#### [Exercise description]
The excerpt on the IBC and the SARFAESI Act quotes Section 31 (1) of the IBC; list every party that this quoted provision says an approved resolution plan is binding on.

++++ Excerpt provided ++++

Now, the question that would be pertinent to answer is that when two central acts contains non-obstante clause which act will prevail? Answer to this question can be best understood after taking stock of following observations of the Apex Court:

Maharashtra Tubes Ltd. v. State Industrial and Investment Corporation of India[15]

“ In the present case on a consideration of the relevant provisions of the two statutes it becomes clear that the State Finance Corporation Act 1951, deals with pre-sickness situation while the 1985 Act deals with post-sickness situation.  It is, therefore, not possible to agree that the 1951 Act is a special statute vis-a-vis the Sick  Industrial Companies (Special Provisions)Act 1985 Act. Both are special statutes dealing with  different situations notwithstanding a slight  overlap here and there, for example, both of them provide for  grant of  financial  assistance though  in  different  situations[16]. The Sick Industrial Companies (Special Provisions)Act,1985  being a subsequent  enactment, the non-obstante  clause therein would ordinarily  prevail over the non-obstante clause found in Section 46 B of the State Finance Corporation Act 1951 unless it is found that the 1985 Act is a  general  statute and the 1951 Act is a special one.  In that event the maxim generalia specialibus non-derogant would apply[17].” 

From the observation of the Hon’ble Supreme Court made in 1993, it becomes clear that why moratorium u/s 14 (1) (c) of the IBC 2016 is able to prohibit enforcement of security interest under SARFAESI Act 2002, and the reason is that as sec. 238 of IBC 2016 is a provision of subsequent enactment it follows from the above observation of the Apex Court that by virtue of section 238 IBC 2018 will prevail over sec. 35 of SARFAESI Act 2002 although both being special statutes.

Thus, in view of Section 238 & aforementioned provisions of the IBC 2016 read with the above mentioned judgement of the Apex Court it can be safely said that provisions of IBC 2016 overrides SARFAESI Act 2002 in all four above mentioned situations.

(b.) Creditors who do not stake their claim to Interim Resolution Professional in insolvency process.

This also needs to be seen in two perspectives:

(i.) Creditors who have by mistake failed in staking and submitting their claim to insolvency resolution professional:

To such creditors regulation 12(2) of the CIRP (Corporate Insolvency Resolution Process) Regulations comes to their rescue, which states that:

“A creditor, who failed to submit proof of claim within the time stipulated in the public announcement, may submit such proof to the interim Resolution Professional or the resolution professional, as the case may be, till the approval of a resolution plan by the committee.”[18]

Thus, such creditors can stake their claim till the resolution plan is actually approved by CoC.

(ii.) Creditors who have not filed their claim (unintentionally or otherwise):

Section 31 (1) of the IBC states following:

“If the Adjudicating Authority is satisfied that the resolution plan as approved by the committee of creditors under sub-section (4) of section 30 meets the requirements as referred to in sub-section (2) of section 30, it shall by order approve the resolution plan which shall be binding on the corporate debtor and its employees, members, creditors, guarantors and other stakeholders involved in the resolution plan.”

Thus, this section appears to give a clue that resolution plan will be applicable on only those creditors who are involved in the resolution plan , hence it can be inferred that a creditor who has failed to submit its claim (unintentionally or otherwise) during the permissible period was not “involved” , and thus not bound by the resolution plan.

++++ Study material ++++

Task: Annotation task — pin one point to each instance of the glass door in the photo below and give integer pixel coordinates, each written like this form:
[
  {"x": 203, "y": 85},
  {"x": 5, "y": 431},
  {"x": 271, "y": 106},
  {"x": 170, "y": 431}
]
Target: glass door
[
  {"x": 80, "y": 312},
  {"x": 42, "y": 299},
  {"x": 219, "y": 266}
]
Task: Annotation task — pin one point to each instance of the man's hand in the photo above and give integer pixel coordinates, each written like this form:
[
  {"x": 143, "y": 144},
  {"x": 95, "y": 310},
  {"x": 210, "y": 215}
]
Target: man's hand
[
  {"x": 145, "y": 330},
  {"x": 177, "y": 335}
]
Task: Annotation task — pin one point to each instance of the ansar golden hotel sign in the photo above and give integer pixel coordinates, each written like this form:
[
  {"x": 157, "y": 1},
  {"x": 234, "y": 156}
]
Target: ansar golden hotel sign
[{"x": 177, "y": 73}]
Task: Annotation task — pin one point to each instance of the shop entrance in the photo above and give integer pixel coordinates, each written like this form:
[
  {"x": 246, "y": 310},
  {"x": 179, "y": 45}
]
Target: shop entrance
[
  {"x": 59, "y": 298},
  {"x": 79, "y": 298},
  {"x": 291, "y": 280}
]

++++

#### [Answer to this problem]
- the corporate debtor
- its employees
- members
- creditors
- guarantors
- other stakeholders involved in the resolution plan